EXERCISE MATERIAL below:

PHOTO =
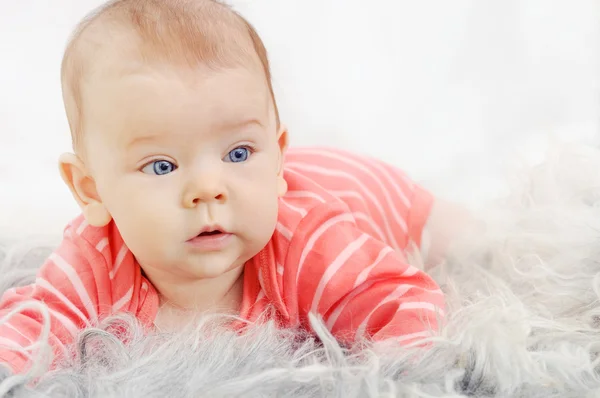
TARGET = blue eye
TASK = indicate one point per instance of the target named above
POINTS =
(237, 155)
(159, 167)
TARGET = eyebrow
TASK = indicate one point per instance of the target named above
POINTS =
(235, 125)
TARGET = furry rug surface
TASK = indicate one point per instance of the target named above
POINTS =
(523, 320)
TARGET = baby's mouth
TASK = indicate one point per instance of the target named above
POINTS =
(210, 233)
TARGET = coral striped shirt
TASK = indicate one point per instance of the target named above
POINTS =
(337, 252)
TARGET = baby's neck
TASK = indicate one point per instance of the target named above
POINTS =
(222, 294)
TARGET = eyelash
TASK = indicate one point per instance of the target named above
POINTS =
(249, 147)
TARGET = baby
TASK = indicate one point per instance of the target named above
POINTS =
(192, 201)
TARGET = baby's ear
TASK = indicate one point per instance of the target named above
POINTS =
(83, 189)
(282, 142)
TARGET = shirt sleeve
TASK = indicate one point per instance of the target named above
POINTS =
(71, 291)
(356, 284)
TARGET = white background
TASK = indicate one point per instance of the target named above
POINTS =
(450, 90)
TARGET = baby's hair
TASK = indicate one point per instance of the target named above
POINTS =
(180, 32)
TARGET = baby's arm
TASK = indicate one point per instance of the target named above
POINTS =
(357, 284)
(65, 293)
(447, 223)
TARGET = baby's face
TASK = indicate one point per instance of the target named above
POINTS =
(188, 164)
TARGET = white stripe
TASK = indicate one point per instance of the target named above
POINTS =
(102, 244)
(366, 191)
(260, 278)
(348, 194)
(372, 224)
(284, 231)
(70, 272)
(118, 261)
(333, 268)
(420, 305)
(410, 271)
(14, 329)
(5, 342)
(397, 293)
(340, 308)
(317, 234)
(362, 277)
(48, 286)
(84, 224)
(66, 322)
(298, 210)
(304, 194)
(349, 161)
(122, 301)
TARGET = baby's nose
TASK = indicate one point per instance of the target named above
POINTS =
(206, 187)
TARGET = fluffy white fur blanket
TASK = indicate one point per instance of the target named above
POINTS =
(523, 320)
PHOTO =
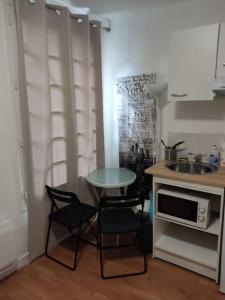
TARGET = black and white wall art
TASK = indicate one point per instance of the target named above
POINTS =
(137, 121)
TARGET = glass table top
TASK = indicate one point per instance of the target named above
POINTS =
(111, 177)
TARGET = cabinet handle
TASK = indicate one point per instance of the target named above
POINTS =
(178, 95)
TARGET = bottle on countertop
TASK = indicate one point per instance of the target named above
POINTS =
(214, 155)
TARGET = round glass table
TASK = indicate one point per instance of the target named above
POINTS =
(111, 178)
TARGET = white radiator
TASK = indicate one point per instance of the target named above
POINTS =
(8, 252)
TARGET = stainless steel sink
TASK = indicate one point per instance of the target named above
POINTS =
(191, 167)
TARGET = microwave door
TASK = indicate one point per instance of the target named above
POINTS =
(171, 206)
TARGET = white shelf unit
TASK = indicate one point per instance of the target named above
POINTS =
(191, 246)
(188, 246)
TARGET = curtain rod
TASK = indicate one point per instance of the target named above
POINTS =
(58, 9)
(79, 18)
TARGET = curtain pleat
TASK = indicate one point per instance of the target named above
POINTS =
(35, 112)
(61, 95)
(96, 92)
(60, 84)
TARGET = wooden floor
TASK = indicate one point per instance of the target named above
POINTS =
(45, 279)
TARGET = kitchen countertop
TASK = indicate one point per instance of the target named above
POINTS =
(215, 179)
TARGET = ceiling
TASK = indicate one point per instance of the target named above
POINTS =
(108, 6)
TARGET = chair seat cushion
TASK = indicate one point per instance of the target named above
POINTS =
(119, 220)
(70, 215)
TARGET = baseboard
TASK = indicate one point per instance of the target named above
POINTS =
(23, 260)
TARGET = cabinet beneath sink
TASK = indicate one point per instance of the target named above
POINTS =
(187, 239)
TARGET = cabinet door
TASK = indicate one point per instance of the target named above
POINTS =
(193, 63)
(221, 52)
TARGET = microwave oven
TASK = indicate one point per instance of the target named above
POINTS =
(183, 206)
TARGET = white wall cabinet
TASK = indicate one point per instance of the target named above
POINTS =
(193, 63)
(221, 52)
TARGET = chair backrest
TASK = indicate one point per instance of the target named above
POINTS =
(122, 201)
(61, 196)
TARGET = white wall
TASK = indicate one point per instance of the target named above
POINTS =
(139, 42)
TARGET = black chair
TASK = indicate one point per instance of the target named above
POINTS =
(72, 215)
(116, 216)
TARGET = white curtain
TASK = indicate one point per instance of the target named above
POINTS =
(61, 97)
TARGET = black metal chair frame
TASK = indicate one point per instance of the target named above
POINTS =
(127, 201)
(69, 198)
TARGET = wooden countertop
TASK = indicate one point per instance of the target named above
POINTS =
(216, 179)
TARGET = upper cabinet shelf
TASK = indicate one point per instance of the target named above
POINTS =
(197, 57)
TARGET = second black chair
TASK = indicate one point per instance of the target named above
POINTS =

End of EXERCISE MATERIAL.

**ACTIVITY:**
From the material above, output only the span of lines that starts at the one containing "TARGET = fluffy white fur blanket" and finishes at the one containing "TARGET = baseboard", word for word and free of pictures.

**WRITTEN RESPONSE:**
TARGET = fluffy white fur blanket
TASK = indicate one point per instance of the target named above
POINTS =
(523, 320)
PHOTO =
TARGET = black and white wall art
TASK = indicate one point per instance of the target named above
POINTS =
(137, 121)
TARGET = glass table top
TASK = indicate one point per instance of the target named above
POINTS =
(111, 177)
TARGET = cabinet handle
TASK = indicate one point per instance of the target named above
POINTS =
(178, 95)
TARGET = bottle on countertop
TASK = indicate one point per instance of the target named above
POINTS =
(214, 155)
TARGET = round glass table
TASK = indicate one point per instance of the target named above
POINTS =
(111, 178)
TARGET = white radiator
TASK = indicate one point per instance of the target named above
POINTS =
(8, 252)
TARGET = stainless steel sink
TASK = indicate one point per instance of the target named above
POINTS =
(191, 167)
TARGET = microwave door
TASK = indicate one point per instance of the target named above
POINTS =
(171, 206)
TARGET = white shelf unit
TASK = indicate one point per instance of the target named above
POINTS =
(191, 246)
(188, 246)
TARGET = curtain rod
TASK = indicate one point per instance of the target named above
POINTS =
(58, 9)
(79, 18)
TARGET = curtain pleat
TASK = indicate one point per instance of the target named above
POINTS =
(35, 112)
(61, 95)
(96, 92)
(60, 84)
TARGET = wooden floor
TASK = indicate one point per instance of the target named above
POINTS =
(45, 279)
TARGET = kitchen countertop
TASK = indicate one point per instance of the target named above
POINTS =
(215, 179)
TARGET = ceiling
TASK = indicate one point per instance of the target named above
POINTS =
(108, 6)
TARGET = chair seat cushion
TASK = indicate one point per instance of the target named above
POINTS =
(119, 220)
(70, 215)
TARGET = baseboard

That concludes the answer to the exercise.